*Your instructions*. Using the data warehouse lab page, decide whether each statement agrees with it. For each, answer yes or no and quote the deciding words. (a) The project runs SQL queries on CSV data with DuckDB. (b) Query results are saved automatically in the outputs folder as JSON files. (c) The pandas dependency is used for in-memory SQL query execution.

*Selected text*.
Data Warehouse Lab - SQL Query Execution Project

Project Overview

This project provides a hands-on learning environment for students to practice data warehouse concepts by executing SQL queries on CSV data using DuckDB. The project allows you to:

Load CSV files as database tables
Execute SQL queries including advanced operations like CUBE, JOINs, and aggregations
Capture and log query results automatically
Practice essential data warehouse querying techniques

Key Learning Objectives:

Understanding fact and dimension table relationships
Writing complex SQL queries with multiple JOINs
Using CUBE operations for multi-dimensional analysis
Performing aggregations and analytical functions
Working with real-world data warehouse scenarios

Folder Structure

data_warehouse_lab/
│
├── run_sql_script.py       # Main Python script for executing SQL queries
├── requirements.txt        # Python dependencies
├── README.md              # This documentation file
│
├── data/                  # Data storage folder
│   └── sample_schema/     # Sample dataset for learning
│       ├── dim_customer.csv    # Customer dimension table
│       ├── dim_product.csv     # Product dimension table
│       └── fact_sales.csv      # Sales fact table
│
├── queries/               # SQL query examples and storage
│   └── sample_schema/     # Queries for the sample schema dataset
│       ├── cube_example.sql        # Demonstrates CUBE operations
│       ├── join_example.sql        # Shows JOIN operations
│       └── aggregation_example.sql # Aggregation functions example
│
├── outputs/               # Query results (auto-generated)
│   └── sample_schema/     # Results organized by schema
│       └── (CSV output files will be created here)
│
└── logs/                  # Query execution logs (auto-generated)
    └── (log files will be created here)

Folder Descriptions

data/: Contains CSV files organized by schema that will be loaded as database tables
queries/: Store your SQL query files here, organized by schema (must have .sql extension)
outputs/: Query results are automatically saved here as CSV files, maintaining schema organization
logs/: Execution logs and query results previews are saved here
run_sql_script.py: The main script that orchestrates everything

Setup Instructions

Step 1: Create and Activate Virtual Environment

For Windows:

Goole it.

For Mac/Linux:

python3 -m venv .venv
source .venv/bin/activate

Step 2: Install Dependencies

pip install -r requirements.txt

This will install:

pandas: For data manipulation and CSV handling
duckdb: For in-memory SQL query execution

Step 3: Run Your First Query

Execute one of the example queries:

python run_sql_script.py queries/sample_schema/cube_example.sql data/sample_schema/ logs/cube_log.txt

Step 4: Check Results

After successful execution, you'll find:

Log file: logs/cube_log.txt - Contains execution details and query results preview
CSV output: outputs/sample_schema/cube_example_output.csv - Full query results in CSV format

Usage Guide

Basic Command Structure

python run_sql_script.py <path_to_sql_file> <path_to_data_folder> <path_to_log_file>

Parameters Explained

<path_to_sql_file>: Path to your SQL query file (must end with .sql)

*Raw records*.

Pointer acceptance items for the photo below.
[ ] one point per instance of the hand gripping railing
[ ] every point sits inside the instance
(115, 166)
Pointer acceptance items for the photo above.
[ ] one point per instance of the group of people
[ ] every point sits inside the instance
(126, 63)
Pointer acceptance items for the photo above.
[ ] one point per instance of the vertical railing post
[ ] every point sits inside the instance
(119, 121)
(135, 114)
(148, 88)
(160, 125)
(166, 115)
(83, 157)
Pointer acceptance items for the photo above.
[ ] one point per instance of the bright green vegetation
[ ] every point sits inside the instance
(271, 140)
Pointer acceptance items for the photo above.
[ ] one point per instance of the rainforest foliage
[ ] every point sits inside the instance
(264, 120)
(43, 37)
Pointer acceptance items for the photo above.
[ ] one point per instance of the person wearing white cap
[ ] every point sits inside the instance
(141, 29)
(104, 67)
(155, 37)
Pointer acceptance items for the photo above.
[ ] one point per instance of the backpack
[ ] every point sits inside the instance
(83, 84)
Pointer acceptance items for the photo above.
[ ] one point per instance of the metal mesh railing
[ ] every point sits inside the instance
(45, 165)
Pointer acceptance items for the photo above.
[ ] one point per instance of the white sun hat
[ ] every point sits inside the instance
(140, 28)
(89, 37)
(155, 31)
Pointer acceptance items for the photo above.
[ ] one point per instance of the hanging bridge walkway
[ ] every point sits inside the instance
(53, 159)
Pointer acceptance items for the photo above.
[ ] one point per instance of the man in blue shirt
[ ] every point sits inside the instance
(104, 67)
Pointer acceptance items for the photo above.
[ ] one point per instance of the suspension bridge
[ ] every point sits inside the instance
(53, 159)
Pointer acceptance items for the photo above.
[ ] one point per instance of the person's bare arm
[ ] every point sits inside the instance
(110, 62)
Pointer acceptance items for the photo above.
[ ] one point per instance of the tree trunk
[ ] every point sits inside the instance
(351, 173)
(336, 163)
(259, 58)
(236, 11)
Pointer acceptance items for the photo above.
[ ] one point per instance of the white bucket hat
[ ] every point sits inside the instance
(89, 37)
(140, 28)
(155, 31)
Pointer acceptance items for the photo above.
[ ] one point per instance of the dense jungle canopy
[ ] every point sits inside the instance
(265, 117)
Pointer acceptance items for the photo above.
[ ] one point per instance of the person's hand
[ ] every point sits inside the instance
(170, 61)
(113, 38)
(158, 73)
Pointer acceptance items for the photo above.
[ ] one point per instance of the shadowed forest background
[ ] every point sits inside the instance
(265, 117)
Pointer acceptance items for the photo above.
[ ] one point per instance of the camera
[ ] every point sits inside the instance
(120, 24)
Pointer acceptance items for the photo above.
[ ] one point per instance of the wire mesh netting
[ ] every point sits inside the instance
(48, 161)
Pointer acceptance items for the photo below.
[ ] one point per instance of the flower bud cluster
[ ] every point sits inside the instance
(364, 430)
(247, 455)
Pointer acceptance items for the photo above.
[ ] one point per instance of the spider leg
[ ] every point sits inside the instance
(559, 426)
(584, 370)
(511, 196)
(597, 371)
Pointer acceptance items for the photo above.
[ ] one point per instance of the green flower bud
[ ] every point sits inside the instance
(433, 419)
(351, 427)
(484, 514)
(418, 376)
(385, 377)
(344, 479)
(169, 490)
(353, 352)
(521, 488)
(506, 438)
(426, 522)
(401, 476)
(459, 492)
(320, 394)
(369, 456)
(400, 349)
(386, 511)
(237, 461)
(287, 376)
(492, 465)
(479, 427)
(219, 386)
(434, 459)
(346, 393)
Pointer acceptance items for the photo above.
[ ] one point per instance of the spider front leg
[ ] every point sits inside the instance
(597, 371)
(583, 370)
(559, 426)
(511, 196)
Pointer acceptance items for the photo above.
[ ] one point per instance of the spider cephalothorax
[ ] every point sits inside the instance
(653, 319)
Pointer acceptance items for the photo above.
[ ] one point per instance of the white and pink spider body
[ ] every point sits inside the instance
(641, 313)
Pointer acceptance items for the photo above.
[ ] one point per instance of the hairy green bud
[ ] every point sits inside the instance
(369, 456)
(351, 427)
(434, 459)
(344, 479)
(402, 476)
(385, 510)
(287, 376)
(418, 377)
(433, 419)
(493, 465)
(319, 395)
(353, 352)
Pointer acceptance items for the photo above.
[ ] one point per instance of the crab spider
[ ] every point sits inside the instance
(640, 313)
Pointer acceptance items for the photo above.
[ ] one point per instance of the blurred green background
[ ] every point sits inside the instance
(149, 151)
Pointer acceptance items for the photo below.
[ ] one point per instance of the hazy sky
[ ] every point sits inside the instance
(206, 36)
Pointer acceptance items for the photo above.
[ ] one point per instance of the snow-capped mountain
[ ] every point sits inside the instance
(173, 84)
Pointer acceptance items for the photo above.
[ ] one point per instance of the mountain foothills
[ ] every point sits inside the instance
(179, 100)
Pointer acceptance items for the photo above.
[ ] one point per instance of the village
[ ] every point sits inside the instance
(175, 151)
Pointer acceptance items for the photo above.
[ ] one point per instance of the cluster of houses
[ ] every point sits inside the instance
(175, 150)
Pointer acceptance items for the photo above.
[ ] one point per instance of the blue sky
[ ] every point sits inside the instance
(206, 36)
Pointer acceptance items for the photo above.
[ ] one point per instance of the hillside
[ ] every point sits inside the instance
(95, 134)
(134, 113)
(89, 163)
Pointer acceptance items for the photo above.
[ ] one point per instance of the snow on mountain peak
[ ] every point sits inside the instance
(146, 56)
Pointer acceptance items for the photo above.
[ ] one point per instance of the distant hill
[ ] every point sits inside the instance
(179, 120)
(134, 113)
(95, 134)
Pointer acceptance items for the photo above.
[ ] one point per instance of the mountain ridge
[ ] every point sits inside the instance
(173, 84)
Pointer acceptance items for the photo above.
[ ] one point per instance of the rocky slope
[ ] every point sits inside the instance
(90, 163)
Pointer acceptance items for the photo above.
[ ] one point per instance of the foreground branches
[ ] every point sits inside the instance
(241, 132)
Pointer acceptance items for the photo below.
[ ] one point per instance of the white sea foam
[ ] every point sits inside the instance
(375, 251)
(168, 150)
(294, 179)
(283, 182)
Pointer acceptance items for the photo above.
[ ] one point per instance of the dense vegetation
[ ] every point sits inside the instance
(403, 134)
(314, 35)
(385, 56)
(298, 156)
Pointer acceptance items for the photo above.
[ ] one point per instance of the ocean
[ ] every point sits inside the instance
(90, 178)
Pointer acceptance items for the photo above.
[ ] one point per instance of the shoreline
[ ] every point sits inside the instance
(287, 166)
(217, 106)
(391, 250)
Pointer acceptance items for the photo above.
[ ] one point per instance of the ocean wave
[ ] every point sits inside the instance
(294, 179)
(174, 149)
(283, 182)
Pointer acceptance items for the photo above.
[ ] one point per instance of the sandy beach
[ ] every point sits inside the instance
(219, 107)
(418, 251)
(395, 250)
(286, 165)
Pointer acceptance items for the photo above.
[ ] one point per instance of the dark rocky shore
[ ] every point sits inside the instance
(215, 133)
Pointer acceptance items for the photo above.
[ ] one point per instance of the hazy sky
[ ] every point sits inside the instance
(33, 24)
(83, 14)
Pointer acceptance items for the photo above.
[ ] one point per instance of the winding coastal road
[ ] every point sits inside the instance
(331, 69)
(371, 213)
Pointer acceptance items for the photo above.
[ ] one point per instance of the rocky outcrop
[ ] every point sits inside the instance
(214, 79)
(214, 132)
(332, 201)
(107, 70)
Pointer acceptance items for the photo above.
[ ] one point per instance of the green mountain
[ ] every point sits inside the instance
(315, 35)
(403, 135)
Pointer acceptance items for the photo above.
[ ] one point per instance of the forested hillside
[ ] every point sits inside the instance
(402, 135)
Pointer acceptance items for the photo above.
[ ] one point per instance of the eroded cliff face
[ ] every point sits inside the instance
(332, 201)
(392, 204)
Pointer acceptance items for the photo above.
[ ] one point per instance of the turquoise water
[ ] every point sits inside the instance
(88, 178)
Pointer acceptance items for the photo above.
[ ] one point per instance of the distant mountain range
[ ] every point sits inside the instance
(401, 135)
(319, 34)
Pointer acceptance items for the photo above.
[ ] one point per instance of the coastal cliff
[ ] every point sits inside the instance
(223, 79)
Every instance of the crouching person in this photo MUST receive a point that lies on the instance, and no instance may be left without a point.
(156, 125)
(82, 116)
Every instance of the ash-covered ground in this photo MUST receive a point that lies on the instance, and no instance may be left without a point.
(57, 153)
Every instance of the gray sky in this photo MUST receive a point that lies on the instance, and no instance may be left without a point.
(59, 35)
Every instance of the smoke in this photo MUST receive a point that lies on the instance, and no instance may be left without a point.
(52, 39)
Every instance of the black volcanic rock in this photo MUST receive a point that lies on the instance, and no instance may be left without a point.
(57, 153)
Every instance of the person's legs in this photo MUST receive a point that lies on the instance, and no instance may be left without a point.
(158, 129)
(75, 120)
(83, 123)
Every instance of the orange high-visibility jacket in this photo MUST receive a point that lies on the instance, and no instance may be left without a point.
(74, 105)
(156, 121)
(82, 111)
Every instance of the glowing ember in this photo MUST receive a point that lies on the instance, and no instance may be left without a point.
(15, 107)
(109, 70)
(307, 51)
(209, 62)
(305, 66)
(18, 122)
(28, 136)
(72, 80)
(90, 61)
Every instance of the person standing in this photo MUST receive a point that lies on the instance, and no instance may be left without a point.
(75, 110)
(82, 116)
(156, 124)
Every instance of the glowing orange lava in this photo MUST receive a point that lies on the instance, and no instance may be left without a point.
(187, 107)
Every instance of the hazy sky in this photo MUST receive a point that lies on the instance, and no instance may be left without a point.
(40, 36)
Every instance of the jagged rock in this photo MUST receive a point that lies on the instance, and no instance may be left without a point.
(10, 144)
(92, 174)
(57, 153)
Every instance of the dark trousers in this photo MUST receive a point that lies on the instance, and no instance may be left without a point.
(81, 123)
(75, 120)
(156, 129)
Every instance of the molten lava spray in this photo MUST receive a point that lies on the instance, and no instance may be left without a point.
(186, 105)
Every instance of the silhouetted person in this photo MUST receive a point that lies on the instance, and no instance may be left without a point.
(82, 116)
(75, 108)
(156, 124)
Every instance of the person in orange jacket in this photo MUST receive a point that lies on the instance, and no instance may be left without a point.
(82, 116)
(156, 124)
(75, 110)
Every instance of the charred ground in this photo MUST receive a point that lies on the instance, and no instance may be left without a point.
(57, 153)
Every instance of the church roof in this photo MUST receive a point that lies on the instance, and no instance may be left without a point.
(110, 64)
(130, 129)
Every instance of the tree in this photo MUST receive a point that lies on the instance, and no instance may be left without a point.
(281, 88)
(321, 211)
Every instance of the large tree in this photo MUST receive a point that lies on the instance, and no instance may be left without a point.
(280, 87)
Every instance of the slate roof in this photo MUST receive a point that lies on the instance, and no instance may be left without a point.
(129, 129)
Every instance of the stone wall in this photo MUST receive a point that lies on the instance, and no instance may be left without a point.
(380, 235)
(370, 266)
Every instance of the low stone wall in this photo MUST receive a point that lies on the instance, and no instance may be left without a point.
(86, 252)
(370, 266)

*The response*.
(a) Yes: "executing SQL queries on CSV data using DuckDB"
(b) No: "Query results are automatically saved here as CSV files"
(c) No: "pandas: For data manipulation and CSV handling"